Objectif 1: Renvoyez sans rien y changer les lignes des rangées, de celle qui contient « Kindly place a point on the silver » jusqu'à la dernière ligne des rangées, les deux incluses.

Texte cité:
Ce que Quartier et Bellon entendent par “relation responsabilisante” passe par le fait de prendre en compte la vision du monde de l’enfant (ses craintes et sa volonté), tout en s’appuyant sur notre sagesse de l’adulte. Trouver ce compromis valable aux yeux de l’enfant assure de ne pas perdre sa confiance, de pas le reléguer à sa solitude et à ses souffrances d’être incompris. C’est bel et bien l’enfant qui, au quotidien, devra faire face à l’enseignant en question.

La relation d’alliance avec l’enfant humilié demande donc de la part de l’adulte qui s’y consacre d’entretenir une relation à l’institution scolaire qui soit pacifiée. Cela permet à cet adulte d’exprimer une critique de l’enseignant maltraitant qui soit juste et constructive pour la relation que l’enfant doit lui-même élaborer avec l’institution scolaire et le corps enseignant. Une fois que l’enfant se sent pleinement rejoint dans sa perception du problème, il est possible de lui demander ce qu’il attend comme aide. Toute aide devrait se construire sur cette demande préalable, qui a un effet mobilisant, car elle implique le sujet et l’amène à préciser ses attentes. Celles-ci peuvent ainsi être vérifiées : si elles sont illusoires, ou paradoxales, on doit pouvoir les repenser. –  Jean-Pierre Bellon et Marie Quartier

Si un jeune refuse toute intervention ou ordonne vigoureusement à son parent de ne surtout pas parler à l’enseignant qui pose problème, deux possibilités sont envisageables :

  • soit l’enfant reçoit, en se plaignant auprès d’un adulte qui lui offre une réelle relation d’alliance, assez de réconfort pour supporter sa situation;
  • soit cela veut dire que l’enfant craint la maladresse de l’adulte et a besoin d’être rassuré sur le fait que celui-ci n’agira pas de manière aggravante (entraînant des représailles de la part de l’enseignant ou une mise à part de la part des autres élèves par exemple).

Objectif 2: Reprenez le texte sur l'enfant humilié par un enseignant et poursuivez-le après sa dernière phrase.

Extrait de données:
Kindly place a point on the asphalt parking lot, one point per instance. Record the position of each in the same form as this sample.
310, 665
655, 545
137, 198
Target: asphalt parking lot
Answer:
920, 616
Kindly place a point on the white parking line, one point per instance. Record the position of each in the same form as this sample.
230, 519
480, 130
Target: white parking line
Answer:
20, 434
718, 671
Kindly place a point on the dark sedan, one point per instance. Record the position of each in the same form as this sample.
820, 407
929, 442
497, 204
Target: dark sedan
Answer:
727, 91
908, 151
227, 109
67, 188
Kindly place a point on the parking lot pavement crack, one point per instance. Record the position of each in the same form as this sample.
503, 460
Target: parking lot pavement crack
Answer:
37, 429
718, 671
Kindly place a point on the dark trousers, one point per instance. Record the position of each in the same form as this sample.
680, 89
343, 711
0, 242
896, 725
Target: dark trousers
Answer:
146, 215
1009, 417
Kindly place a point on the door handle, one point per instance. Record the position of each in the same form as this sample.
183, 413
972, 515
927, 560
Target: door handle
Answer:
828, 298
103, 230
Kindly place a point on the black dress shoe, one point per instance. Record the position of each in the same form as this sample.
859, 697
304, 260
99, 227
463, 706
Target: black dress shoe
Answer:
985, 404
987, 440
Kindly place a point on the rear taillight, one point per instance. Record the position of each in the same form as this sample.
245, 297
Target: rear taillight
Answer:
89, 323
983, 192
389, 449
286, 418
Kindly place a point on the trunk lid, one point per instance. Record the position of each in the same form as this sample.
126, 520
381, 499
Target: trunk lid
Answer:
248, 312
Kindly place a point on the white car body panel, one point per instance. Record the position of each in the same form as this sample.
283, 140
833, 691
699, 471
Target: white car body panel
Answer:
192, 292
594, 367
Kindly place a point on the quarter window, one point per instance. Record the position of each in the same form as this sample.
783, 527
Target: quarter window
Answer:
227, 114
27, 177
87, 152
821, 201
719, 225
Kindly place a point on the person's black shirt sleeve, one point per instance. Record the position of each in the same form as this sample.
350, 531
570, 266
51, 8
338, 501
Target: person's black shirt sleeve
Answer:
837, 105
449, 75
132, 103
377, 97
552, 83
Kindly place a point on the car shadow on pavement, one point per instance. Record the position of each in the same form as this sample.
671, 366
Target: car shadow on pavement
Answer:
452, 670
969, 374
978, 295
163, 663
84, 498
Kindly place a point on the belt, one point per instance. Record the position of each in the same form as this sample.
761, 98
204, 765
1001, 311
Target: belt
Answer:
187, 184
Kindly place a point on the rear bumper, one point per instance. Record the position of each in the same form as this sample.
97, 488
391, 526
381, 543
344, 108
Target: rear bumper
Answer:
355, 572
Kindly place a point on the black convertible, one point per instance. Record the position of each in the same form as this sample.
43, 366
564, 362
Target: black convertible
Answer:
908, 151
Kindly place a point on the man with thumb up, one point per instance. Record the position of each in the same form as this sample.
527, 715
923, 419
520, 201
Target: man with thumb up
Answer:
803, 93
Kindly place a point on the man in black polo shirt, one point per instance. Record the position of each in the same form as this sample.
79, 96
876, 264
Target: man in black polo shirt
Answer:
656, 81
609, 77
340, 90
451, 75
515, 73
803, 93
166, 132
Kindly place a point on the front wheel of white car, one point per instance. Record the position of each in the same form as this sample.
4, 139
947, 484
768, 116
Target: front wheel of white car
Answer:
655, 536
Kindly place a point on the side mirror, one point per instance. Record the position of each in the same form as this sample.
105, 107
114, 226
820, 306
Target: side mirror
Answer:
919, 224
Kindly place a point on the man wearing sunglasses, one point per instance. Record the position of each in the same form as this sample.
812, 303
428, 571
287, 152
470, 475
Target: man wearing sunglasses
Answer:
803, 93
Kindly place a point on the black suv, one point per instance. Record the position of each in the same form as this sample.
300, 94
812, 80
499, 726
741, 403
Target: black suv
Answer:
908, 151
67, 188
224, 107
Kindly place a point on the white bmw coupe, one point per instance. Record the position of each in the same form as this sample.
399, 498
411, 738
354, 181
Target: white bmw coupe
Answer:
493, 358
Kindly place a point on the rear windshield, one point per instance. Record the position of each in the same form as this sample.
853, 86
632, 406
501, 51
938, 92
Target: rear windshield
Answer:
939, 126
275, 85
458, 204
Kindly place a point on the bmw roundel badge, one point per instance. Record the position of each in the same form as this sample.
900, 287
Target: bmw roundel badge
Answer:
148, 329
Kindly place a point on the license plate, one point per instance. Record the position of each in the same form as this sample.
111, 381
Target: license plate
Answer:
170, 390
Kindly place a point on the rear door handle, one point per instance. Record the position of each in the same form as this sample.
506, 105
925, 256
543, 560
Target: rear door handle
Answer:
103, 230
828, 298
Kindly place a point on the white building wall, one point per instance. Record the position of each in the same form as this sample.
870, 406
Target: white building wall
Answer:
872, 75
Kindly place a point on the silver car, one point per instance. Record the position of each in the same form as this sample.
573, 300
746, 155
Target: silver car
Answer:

Réponse 1:
Kindly place a point on the silver car, one point per instance. Record the position of each in the same form as this sample.
573, 300
746, 155
Target: silver car
Answer:

Réponse 2:
Parfois, ce sont davantage les parents, submergés par la colère et convaincus que leur enfant vit très mal la situation, qui ont besoin d’être apaisés.

 

Jean-Pierre Bellon et Marie Quartier rappellent qu’il n’y a aucun mode d’emploi universel quand un parent décide d’aller voir un enseignant maltraitant. La particularité de chaque situation demande une manière de faire différente car la priorité est d’activer une stratégie efficace (respectueuse de la dignité de l’enfant et de ses droits, ajustée à la gravité de la situation, conforme à la législation en vigueur, ferme sur les principes et non violente dans les paroles et les gestes).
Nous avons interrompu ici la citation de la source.